>> start The data

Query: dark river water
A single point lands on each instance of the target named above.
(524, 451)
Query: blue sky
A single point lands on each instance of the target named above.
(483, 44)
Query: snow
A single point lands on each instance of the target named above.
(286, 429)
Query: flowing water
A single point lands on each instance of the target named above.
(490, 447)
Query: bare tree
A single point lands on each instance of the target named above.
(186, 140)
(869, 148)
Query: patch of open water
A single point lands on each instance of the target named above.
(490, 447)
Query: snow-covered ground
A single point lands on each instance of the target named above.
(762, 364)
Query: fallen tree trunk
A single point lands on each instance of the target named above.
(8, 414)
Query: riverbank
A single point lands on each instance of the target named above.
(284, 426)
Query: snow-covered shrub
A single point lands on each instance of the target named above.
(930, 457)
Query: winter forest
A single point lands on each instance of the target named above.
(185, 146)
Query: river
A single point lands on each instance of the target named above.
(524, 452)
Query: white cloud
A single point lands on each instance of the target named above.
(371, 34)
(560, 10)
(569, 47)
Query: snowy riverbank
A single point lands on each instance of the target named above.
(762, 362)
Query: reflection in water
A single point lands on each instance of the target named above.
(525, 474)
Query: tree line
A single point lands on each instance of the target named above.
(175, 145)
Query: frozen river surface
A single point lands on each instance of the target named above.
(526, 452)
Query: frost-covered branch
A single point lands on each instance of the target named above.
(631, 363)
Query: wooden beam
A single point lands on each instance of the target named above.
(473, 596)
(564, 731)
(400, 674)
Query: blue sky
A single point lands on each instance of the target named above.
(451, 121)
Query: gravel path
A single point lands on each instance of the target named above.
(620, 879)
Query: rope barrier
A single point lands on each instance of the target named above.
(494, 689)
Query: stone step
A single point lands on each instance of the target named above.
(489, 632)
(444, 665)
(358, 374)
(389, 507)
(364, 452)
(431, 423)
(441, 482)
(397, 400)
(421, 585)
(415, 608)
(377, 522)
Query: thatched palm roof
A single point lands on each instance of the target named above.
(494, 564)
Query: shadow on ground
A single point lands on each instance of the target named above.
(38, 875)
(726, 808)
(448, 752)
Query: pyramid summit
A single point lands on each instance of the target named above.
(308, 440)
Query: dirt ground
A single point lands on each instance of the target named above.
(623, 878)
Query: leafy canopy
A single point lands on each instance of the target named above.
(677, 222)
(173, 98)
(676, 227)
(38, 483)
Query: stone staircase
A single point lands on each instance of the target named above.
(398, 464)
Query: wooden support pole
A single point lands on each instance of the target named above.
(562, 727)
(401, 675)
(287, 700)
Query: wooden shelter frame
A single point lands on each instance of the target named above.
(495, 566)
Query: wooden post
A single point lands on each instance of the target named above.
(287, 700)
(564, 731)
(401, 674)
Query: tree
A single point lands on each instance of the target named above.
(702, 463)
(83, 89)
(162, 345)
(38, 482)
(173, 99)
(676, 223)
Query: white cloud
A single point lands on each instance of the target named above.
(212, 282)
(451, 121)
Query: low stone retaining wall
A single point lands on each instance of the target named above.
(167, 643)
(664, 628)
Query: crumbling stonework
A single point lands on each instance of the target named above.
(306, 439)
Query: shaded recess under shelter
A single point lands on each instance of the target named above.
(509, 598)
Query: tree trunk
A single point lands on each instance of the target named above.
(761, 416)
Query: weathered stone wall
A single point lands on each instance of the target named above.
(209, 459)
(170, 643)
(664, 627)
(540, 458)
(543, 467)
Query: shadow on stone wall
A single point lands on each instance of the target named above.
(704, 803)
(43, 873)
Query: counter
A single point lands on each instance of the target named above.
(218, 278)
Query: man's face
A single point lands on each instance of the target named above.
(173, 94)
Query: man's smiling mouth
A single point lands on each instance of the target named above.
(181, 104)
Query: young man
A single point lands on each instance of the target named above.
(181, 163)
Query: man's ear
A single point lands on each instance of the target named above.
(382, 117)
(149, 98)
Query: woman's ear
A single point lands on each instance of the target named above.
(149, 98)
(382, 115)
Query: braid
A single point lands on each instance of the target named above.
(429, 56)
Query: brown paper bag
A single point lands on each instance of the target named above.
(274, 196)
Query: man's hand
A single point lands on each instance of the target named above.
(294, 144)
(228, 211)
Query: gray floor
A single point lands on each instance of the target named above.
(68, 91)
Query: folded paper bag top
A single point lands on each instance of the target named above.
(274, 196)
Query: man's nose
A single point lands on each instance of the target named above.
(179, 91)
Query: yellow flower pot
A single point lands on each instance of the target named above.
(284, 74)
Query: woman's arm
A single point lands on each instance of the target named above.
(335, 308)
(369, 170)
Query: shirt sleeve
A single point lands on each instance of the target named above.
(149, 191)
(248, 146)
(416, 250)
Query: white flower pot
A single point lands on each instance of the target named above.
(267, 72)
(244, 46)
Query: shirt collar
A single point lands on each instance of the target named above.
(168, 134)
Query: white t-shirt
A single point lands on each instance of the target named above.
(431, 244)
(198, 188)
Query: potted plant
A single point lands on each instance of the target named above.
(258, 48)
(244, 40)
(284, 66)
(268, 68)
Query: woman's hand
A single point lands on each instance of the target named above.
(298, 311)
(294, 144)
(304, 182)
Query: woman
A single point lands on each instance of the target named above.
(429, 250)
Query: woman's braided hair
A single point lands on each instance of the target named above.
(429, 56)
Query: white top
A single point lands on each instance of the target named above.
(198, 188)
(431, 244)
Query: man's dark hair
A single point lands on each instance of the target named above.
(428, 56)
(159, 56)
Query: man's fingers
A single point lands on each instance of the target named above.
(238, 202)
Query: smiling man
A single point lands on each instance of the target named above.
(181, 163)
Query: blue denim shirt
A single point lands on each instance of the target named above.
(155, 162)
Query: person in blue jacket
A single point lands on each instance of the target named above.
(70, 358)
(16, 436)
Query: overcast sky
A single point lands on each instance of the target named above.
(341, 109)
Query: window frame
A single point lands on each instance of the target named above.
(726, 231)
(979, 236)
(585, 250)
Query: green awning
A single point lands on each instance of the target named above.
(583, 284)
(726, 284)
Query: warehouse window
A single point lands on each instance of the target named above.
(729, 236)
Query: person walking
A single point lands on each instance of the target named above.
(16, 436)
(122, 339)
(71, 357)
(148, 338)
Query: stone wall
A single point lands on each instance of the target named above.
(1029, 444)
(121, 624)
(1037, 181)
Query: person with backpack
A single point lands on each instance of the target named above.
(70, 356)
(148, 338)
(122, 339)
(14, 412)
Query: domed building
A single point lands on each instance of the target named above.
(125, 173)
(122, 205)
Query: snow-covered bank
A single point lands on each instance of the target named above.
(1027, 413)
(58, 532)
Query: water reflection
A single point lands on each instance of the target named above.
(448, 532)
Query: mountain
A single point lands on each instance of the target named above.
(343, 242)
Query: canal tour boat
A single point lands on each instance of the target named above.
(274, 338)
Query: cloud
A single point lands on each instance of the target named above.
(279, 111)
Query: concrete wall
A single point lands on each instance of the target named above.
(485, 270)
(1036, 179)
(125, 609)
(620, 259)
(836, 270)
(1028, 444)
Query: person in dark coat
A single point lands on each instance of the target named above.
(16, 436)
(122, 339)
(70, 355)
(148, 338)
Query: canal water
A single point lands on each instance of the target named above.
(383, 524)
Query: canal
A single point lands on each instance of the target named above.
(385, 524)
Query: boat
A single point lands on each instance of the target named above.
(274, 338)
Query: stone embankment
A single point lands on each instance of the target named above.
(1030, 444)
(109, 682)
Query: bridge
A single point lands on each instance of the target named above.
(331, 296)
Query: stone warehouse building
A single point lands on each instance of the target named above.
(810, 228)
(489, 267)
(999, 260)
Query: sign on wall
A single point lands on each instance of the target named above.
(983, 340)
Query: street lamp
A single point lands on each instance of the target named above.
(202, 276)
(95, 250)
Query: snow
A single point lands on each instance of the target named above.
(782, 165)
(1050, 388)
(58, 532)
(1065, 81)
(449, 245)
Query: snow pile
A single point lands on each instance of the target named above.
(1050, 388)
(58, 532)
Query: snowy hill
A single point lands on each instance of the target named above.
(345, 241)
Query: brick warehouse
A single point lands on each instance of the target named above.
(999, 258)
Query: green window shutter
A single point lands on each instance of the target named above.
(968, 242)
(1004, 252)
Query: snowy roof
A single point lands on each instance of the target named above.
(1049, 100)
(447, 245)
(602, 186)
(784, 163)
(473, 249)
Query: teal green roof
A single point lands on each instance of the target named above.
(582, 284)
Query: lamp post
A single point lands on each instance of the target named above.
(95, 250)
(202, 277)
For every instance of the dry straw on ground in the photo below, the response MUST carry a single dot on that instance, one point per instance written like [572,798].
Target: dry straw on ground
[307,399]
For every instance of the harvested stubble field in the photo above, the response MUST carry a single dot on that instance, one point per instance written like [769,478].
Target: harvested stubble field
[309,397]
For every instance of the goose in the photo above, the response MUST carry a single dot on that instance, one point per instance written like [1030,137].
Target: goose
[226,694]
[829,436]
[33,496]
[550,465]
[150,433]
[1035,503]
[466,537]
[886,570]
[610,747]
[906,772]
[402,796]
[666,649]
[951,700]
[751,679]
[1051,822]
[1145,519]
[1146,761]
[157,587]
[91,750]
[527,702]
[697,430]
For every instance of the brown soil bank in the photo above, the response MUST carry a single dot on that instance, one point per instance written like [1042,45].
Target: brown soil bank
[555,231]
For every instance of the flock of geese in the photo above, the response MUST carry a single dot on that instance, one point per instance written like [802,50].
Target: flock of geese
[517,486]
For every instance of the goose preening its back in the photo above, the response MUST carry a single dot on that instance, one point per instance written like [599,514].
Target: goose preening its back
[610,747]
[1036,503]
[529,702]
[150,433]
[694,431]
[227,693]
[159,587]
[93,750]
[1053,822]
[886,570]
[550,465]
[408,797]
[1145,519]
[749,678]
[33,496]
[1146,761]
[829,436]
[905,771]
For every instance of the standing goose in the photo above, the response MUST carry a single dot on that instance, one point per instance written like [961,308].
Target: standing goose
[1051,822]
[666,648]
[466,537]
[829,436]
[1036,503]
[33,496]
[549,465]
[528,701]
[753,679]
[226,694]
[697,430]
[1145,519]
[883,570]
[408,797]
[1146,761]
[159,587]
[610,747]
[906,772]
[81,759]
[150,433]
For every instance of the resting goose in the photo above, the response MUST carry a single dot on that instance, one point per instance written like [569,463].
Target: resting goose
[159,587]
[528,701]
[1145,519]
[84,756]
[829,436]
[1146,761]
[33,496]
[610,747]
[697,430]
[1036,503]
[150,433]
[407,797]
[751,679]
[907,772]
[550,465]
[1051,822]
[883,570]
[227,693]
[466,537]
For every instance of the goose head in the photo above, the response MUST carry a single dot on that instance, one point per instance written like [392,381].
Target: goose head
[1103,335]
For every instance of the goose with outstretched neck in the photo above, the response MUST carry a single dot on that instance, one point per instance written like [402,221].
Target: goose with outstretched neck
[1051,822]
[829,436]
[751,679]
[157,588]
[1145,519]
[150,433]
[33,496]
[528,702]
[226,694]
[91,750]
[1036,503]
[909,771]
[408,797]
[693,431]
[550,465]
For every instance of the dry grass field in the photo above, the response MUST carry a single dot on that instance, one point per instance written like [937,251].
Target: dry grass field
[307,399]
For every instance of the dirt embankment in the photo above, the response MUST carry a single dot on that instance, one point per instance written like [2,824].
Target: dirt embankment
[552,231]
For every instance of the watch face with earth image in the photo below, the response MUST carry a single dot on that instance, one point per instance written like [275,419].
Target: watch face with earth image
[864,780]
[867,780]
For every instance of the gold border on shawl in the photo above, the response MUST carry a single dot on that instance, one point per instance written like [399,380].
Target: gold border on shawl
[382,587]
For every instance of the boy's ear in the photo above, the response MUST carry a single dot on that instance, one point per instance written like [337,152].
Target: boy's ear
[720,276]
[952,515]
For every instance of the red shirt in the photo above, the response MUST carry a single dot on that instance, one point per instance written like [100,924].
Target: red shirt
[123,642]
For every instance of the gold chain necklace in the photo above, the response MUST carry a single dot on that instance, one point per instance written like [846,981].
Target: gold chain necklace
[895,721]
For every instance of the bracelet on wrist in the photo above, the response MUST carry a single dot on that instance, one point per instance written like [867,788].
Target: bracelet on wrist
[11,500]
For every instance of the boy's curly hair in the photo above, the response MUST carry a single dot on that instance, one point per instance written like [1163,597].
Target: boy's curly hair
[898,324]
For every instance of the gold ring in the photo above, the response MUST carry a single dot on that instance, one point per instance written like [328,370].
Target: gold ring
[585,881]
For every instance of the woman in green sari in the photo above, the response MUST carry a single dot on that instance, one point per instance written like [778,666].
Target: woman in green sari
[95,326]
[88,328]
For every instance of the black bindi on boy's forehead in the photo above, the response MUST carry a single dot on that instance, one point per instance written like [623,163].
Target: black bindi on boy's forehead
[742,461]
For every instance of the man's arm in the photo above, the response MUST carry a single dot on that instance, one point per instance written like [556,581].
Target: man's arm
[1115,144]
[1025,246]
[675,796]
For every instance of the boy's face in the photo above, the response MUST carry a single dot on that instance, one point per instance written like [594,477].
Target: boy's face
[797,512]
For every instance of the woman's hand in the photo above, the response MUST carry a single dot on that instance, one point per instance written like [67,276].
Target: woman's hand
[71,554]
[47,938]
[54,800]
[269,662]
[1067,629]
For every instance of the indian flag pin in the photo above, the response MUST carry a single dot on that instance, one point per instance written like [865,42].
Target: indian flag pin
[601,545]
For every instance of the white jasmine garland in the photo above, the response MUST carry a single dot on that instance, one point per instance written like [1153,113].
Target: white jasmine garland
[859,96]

>> end The data

Only the lines from the one containing "For every instance of the gold ring" through the end of the material should be reproduced, exactly, with both ends included.

For every instance of the gold ring in the photo above, the response MUST carry a single dot on that instance, one point per instance written like [328,370].
Target: gold ring
[585,881]
For every instance of the woman in green sari in the photo above, the response MUST carry a single dot on that instance, one point per instance written like [778,666].
Target: woman in green sari
[95,326]
[88,328]
For every instance of the black bindi on boy's forehead in the photo above, the response MUST carry a single dot on that instance, one point per instance written like [623,163].
Target: black bindi on boy's forehead
[742,461]
For every instance of the man's arm in the photo above, the response MUST carry a single dot on that instance, one point per instance written like [556,581].
Target: man's arm
[1115,144]
[1025,246]
[675,796]
For every instance of the boy's face in the photo above, the response MUST carry a single dot on that instance, one point per instance written like [594,477].
Target: boy's face
[797,512]
For every instance of the woman's hand in the photo above, the response MUST carry a single dot on that instance, one point per instance written like [67,276].
Target: woman's hand
[71,554]
[47,938]
[54,800]
[269,662]
[1067,629]
For every instance of the indian flag pin in the photo above, the response MUST carry a single dot on that instance, one point per instance written like [865,42].
Target: indian flag pin
[601,545]
For every instance of the white jasmine garland in the photo above, the response MUST carry a single dot on that instance, one point per instance written like [1153,113].
Target: white jasmine garland
[859,96]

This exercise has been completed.